> **GOALS**:
A: Transcribe the Mi'gmaq pronunciation passage between "Sometimes this also" and "between vowels (listen).", inclusive.
B: In the Mi'gmaq pronunciation passage, what name is given to the allophones [j] and [w]?

Similarly, what is spelled as w can also be said to come from /u/ in similar circumstances (except when following g and q, since gw and qw are the spellings of /kʷ/ and /qʷ/, respectively). In this case, [w] appears:
- Between vowels, as in giwasg (pronounced [kiwaskʰ]), 'heat lightning'
- At the beginnings of words before vowels, as in welp'teg (pronounced [wɛlpədɛkʰ]), 'it (inanimate) is nice and warm'
- At the ends of words after vowels, as in te'sipow (pronounced http://www.mikmaqonline.org/words-mp3/media/t/te%27sipow/recording1.mp3 [tɛːsibow]]), 'horse'
These allophones, [j] and [w], are known as glides or semivowels.
Main page: Obstruents
The obstruents of Mi'gmaq (/p/, /t/, /k/, /q/, /kʷ/, /qʷ/, /s/ and /t͡ʃ/) all have two alternate pronunciations when in contact with different sounds (or lack thereof). These pronunciations are derived by voicing and aspiration rules. Furthermore, the obstruents also sometimes cause devoicing in neighbouring sonorants (/m/, /n/, /l/, and the [w] and [j]). These three will be briefly introduced below.
When an obstruent is located between two vowels, it will usually be voiced, or pronounced with vocal chord vibrations (the best way to observe this is to say a long s followed by a long z while keeping your hand on your throat - you'll notice nothing happens when you say the s, but that your throat buzzes when you say the z). So, for example, a word like apita't, 'he or she gets bloated' will not be pronounced *[apitaːtʰ] but instead [abidaːtʰ].
Sometimes this also happens near sonorants: that is, obstruents will be voiced near sonorants. This is apparent in the word amjaqamu'g, 'it has mixed colours', where the j is pronounced [d͡ʒ] even though it is not between vowels (listen).
As mentioned above, sometimes obstruents are voiced when located next to sonorants. The reverse is also true - sometimes sonorants are devoiced next to sonorants. That is, a sound that is normally pronounced with vocal chord vibrations is not pronounced with these vibrations. For example, this occurs in the word smtug, 'right away', which is pronounced [səm̥tukʰ].

[Records from a collection]
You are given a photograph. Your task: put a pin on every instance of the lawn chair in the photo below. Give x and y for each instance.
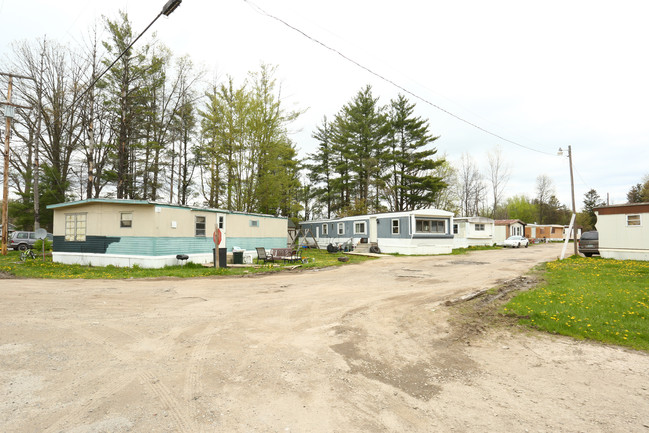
(262, 255)
(296, 256)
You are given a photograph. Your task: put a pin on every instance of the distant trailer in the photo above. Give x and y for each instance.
(424, 231)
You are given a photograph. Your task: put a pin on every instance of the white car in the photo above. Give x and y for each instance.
(516, 242)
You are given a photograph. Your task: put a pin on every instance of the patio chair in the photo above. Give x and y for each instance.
(296, 256)
(262, 255)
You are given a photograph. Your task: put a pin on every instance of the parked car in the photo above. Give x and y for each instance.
(516, 242)
(589, 243)
(21, 240)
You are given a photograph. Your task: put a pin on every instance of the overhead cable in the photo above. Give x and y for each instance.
(387, 80)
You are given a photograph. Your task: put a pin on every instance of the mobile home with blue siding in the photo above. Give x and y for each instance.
(425, 231)
(118, 232)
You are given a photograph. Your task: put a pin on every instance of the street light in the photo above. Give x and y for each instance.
(572, 190)
(167, 9)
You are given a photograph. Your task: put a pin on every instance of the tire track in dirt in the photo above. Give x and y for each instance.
(183, 420)
(74, 417)
(193, 388)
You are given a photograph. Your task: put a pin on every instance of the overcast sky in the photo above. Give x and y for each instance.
(543, 75)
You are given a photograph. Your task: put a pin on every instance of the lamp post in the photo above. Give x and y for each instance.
(167, 9)
(572, 190)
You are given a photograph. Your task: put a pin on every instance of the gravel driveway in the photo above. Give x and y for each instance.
(360, 348)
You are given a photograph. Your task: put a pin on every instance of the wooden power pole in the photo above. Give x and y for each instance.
(9, 114)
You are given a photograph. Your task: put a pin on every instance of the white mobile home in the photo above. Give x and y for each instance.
(425, 231)
(118, 232)
(506, 228)
(473, 231)
(623, 231)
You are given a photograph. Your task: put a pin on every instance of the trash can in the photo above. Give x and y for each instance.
(223, 257)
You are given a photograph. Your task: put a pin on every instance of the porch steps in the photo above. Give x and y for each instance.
(365, 248)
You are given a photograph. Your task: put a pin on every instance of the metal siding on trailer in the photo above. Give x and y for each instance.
(250, 244)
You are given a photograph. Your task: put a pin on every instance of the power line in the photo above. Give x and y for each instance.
(387, 80)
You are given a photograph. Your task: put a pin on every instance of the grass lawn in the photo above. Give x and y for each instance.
(11, 265)
(590, 298)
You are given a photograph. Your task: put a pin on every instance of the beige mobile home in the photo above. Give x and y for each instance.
(117, 232)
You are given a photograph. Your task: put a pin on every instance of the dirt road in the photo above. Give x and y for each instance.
(363, 348)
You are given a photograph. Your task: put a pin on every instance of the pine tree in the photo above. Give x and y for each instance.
(411, 182)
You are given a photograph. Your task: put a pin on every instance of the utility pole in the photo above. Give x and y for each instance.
(9, 114)
(39, 92)
(574, 208)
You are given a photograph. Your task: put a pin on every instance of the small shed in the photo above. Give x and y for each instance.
(623, 231)
(473, 231)
(124, 233)
(424, 231)
(506, 228)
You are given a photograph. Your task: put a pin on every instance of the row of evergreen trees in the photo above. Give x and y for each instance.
(148, 130)
(373, 158)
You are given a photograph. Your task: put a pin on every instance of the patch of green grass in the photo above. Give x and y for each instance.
(11, 265)
(590, 298)
(459, 251)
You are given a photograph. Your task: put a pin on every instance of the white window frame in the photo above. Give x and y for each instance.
(639, 220)
(196, 224)
(126, 223)
(75, 226)
(429, 222)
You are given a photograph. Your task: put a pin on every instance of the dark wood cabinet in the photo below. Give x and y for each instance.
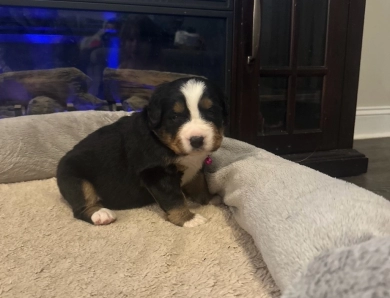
(297, 98)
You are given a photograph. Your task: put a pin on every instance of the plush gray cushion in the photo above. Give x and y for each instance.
(31, 146)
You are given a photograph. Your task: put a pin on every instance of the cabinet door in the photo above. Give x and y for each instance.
(289, 97)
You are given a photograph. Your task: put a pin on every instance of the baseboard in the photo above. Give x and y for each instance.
(372, 122)
(335, 163)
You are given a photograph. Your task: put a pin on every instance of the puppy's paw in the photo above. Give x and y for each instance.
(197, 220)
(216, 200)
(103, 217)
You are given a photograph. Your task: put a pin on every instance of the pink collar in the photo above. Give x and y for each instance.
(208, 161)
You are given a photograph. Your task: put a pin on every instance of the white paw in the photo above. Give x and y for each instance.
(216, 200)
(103, 217)
(196, 221)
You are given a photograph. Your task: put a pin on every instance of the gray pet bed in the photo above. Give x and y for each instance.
(311, 229)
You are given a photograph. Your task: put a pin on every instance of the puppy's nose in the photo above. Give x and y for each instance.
(196, 142)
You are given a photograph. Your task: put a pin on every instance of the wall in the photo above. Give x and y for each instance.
(373, 111)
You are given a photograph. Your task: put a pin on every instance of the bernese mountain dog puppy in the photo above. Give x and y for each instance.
(156, 155)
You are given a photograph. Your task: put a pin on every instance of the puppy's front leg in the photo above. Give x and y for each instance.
(164, 185)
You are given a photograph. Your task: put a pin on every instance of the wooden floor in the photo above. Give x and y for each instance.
(377, 179)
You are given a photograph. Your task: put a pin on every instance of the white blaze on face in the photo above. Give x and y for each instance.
(197, 127)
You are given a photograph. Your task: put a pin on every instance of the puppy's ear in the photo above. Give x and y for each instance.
(225, 109)
(154, 108)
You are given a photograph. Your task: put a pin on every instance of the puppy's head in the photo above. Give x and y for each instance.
(188, 115)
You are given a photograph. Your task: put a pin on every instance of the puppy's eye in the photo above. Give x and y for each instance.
(174, 117)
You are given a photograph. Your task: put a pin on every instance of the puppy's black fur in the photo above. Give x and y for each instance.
(141, 159)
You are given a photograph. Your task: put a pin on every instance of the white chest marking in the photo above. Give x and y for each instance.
(192, 163)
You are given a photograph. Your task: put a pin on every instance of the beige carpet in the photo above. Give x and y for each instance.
(44, 252)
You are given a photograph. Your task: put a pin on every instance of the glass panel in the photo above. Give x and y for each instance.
(273, 104)
(275, 33)
(312, 28)
(308, 103)
(53, 60)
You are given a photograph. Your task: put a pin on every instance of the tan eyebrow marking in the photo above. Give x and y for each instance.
(178, 107)
(206, 103)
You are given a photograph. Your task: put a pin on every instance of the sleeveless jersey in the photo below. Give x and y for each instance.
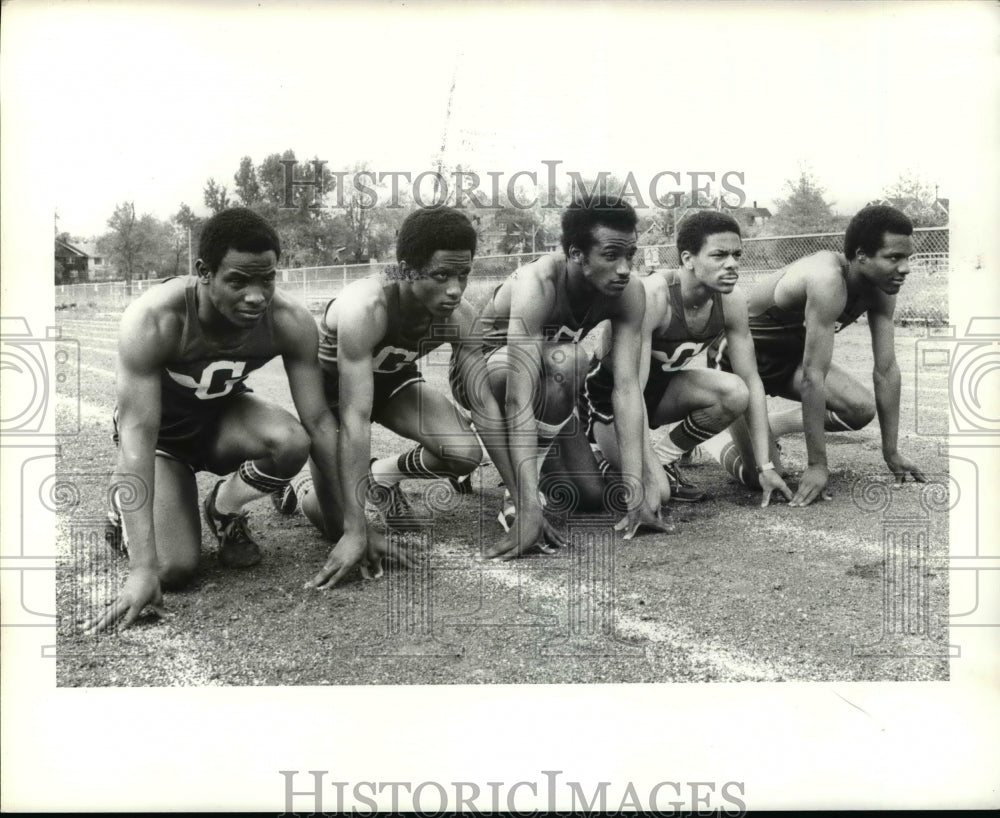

> **RESPONSES BY TASK**:
A:
Sometimes this also happens near sonorants: that is, obstruents will be voiced near sonorants. This is apparent in the word amjaqamu'g, 'it has mixed colours', where the j is pronounced [d͡ʒ] even though it is not between vowels (listen).

B: They are known as glides or semivowels.